> Dataset records:
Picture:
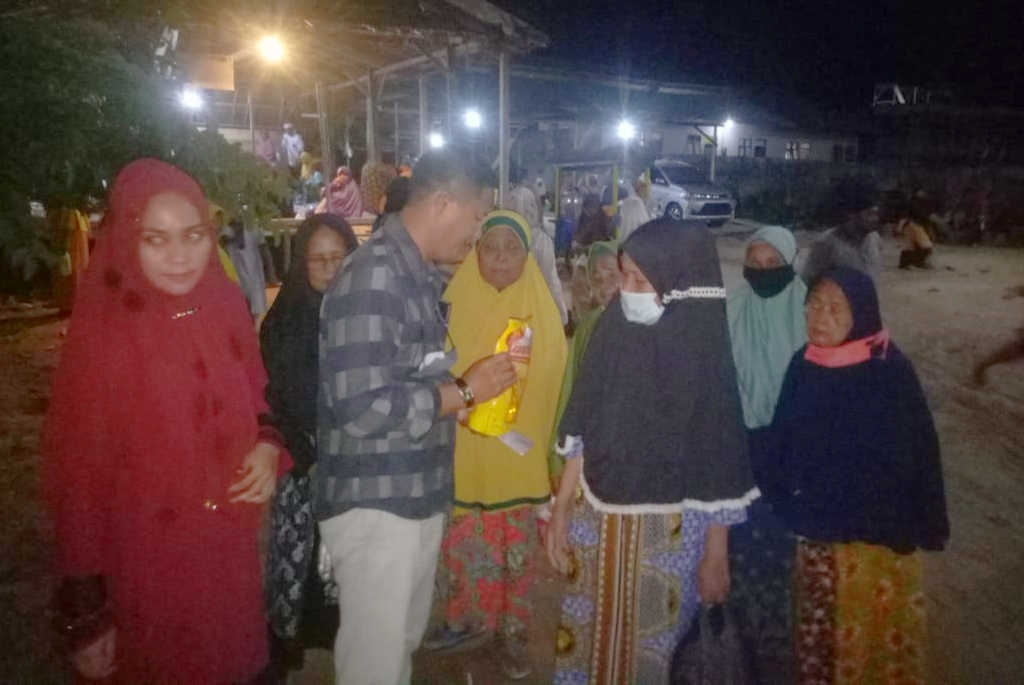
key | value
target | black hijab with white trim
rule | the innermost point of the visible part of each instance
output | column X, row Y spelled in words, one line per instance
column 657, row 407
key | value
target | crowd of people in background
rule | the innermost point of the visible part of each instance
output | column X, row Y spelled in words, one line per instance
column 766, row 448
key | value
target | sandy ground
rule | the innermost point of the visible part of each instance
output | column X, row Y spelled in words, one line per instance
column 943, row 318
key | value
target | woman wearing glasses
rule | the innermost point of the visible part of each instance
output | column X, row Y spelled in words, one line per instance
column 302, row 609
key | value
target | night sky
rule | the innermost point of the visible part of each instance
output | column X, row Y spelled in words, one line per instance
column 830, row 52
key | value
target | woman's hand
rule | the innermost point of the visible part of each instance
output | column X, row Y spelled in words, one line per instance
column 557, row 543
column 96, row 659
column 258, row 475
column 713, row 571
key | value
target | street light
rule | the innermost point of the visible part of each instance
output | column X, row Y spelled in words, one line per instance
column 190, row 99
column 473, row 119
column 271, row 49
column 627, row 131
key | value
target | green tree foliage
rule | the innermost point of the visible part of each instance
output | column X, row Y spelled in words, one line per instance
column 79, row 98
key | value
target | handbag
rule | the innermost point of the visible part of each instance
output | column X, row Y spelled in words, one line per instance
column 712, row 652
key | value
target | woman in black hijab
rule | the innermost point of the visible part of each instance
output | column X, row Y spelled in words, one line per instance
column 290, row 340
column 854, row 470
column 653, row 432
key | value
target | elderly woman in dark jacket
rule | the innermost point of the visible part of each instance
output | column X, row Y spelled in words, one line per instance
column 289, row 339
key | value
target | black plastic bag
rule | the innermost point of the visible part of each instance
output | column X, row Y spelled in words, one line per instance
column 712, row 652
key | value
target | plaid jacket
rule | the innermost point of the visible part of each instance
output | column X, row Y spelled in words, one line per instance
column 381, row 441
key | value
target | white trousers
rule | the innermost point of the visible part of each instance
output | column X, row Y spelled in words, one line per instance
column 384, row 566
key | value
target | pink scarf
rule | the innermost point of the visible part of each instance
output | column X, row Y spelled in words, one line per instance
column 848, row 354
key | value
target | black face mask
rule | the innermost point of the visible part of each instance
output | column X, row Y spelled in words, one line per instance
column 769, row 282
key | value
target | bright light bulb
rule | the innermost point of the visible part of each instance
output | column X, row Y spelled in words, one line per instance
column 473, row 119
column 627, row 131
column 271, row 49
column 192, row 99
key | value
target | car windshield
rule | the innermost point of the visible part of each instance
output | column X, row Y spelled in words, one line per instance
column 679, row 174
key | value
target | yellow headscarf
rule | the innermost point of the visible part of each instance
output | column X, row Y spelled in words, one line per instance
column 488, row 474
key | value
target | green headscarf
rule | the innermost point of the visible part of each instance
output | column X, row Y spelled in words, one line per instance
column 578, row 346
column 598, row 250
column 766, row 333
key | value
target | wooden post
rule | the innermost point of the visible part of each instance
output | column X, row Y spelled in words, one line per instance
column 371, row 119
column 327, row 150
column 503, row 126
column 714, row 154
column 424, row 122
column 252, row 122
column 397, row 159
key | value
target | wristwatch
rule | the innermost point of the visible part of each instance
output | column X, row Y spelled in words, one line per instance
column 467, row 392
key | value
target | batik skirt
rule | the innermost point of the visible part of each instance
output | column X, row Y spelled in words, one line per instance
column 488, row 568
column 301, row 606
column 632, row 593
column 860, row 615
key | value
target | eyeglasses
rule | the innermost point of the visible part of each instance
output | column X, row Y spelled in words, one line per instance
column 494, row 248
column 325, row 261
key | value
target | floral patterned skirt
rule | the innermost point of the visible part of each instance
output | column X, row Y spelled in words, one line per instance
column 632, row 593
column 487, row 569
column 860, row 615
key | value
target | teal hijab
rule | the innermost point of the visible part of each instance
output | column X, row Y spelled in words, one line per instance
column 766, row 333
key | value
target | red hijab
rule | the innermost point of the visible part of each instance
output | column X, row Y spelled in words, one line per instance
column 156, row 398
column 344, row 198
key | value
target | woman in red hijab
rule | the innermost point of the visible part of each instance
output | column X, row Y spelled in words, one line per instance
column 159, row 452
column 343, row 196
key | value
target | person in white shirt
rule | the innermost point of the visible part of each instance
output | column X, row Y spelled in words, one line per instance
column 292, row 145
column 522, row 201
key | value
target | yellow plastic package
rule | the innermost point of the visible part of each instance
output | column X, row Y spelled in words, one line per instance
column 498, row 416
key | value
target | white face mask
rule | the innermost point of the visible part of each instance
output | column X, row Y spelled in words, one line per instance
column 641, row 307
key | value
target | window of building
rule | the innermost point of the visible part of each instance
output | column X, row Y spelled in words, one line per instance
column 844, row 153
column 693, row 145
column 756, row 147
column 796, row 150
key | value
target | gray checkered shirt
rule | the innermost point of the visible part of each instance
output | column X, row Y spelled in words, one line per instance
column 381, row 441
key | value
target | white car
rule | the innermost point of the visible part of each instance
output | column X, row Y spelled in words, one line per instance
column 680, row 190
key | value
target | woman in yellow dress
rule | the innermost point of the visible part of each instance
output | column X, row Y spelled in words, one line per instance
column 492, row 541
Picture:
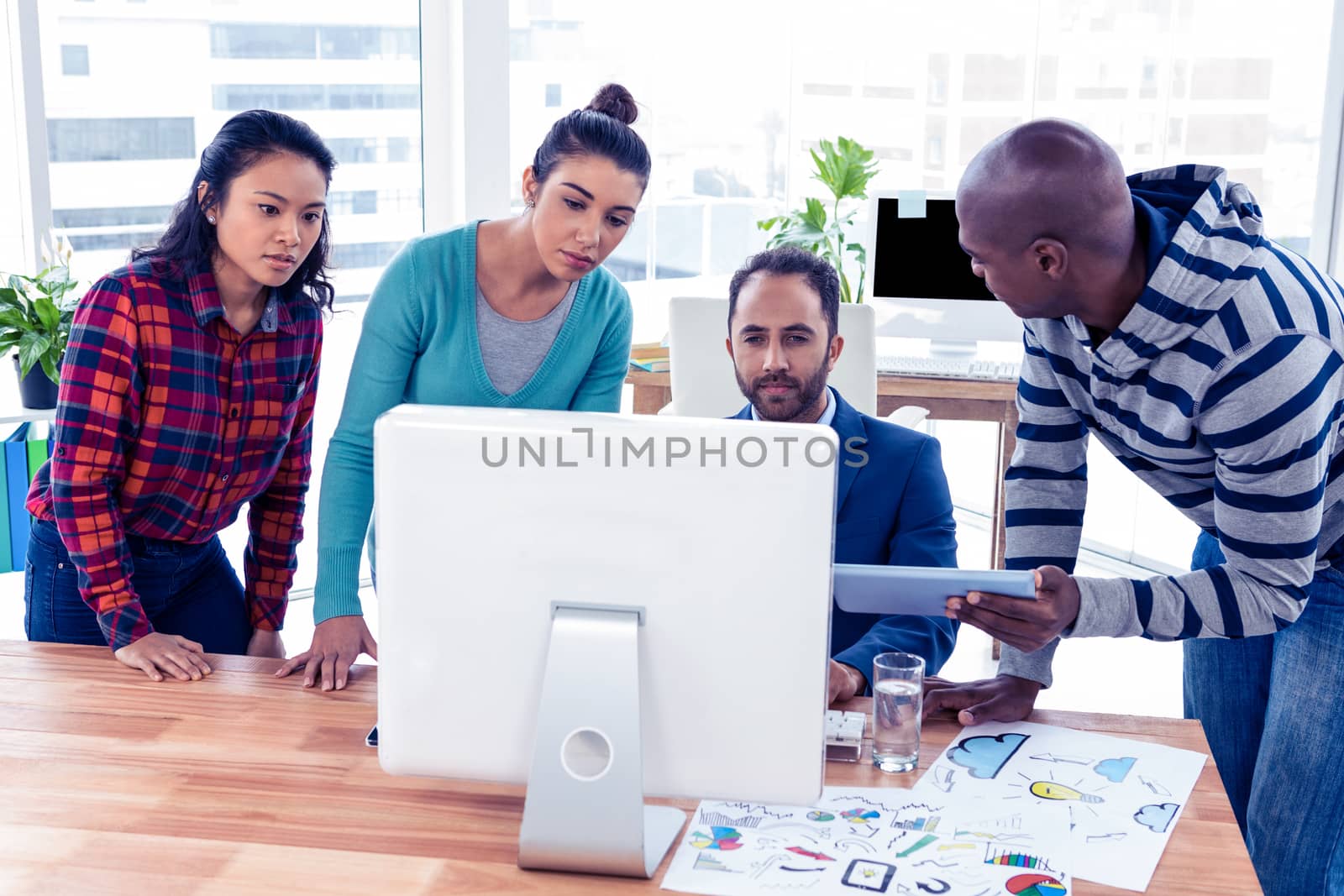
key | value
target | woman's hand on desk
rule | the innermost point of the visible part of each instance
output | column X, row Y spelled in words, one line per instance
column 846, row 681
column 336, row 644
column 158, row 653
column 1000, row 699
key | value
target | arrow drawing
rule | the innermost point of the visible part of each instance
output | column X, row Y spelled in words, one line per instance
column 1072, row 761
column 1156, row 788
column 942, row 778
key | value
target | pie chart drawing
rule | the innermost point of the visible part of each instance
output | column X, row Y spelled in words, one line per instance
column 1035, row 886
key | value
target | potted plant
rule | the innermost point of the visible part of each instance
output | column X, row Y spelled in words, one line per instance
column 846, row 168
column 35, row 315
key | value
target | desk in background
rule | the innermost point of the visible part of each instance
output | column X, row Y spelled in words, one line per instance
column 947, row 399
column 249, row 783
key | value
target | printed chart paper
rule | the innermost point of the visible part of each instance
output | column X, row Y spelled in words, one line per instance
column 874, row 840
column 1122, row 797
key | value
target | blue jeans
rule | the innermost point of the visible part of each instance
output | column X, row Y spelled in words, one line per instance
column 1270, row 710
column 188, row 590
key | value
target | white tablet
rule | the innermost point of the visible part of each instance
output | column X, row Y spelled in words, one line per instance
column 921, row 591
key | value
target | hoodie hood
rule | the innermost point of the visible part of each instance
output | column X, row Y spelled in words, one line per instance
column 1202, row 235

> Your objective: Search the lines above for the string "green" and copy each line that has it.

> Written solution:
target | green tree foliage
target | green headscarf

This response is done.